= Short task =
Gather every line in the records below that contains the word "pigeon" and copy each of those lines without alteration.

════════════════════

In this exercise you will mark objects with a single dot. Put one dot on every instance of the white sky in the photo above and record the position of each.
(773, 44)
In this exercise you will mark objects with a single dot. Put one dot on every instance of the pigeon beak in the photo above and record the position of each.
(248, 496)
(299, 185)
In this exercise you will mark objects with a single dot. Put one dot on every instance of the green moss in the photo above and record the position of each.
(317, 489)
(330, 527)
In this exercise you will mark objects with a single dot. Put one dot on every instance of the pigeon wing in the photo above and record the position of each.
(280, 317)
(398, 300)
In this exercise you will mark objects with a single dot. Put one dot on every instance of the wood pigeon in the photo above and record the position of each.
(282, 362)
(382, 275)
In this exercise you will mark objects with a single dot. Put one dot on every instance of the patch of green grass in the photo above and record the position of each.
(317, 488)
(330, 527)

════════════════════

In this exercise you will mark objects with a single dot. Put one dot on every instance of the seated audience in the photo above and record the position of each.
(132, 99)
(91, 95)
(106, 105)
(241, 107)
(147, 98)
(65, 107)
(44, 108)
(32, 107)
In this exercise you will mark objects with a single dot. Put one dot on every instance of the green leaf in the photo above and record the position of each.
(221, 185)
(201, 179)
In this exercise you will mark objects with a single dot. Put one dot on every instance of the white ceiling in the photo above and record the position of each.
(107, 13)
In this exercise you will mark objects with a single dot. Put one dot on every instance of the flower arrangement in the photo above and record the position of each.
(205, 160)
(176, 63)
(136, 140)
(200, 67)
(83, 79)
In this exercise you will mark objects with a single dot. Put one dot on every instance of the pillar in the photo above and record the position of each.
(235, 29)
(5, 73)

════════════════════

= Solution below =
In this exercise you will mark objects with a single dot. Put one dot on every instance of the pigeon beak in the photo above and record the position of each.
In this exercise you will mark objects with a single dot. Put one dot on every instance of the pigeon wing in the photo above and record the position of each.
In this exercise you will mark objects with a single dot. Put one dot on every instance of the wood pigeon in the photo above and record the position of each.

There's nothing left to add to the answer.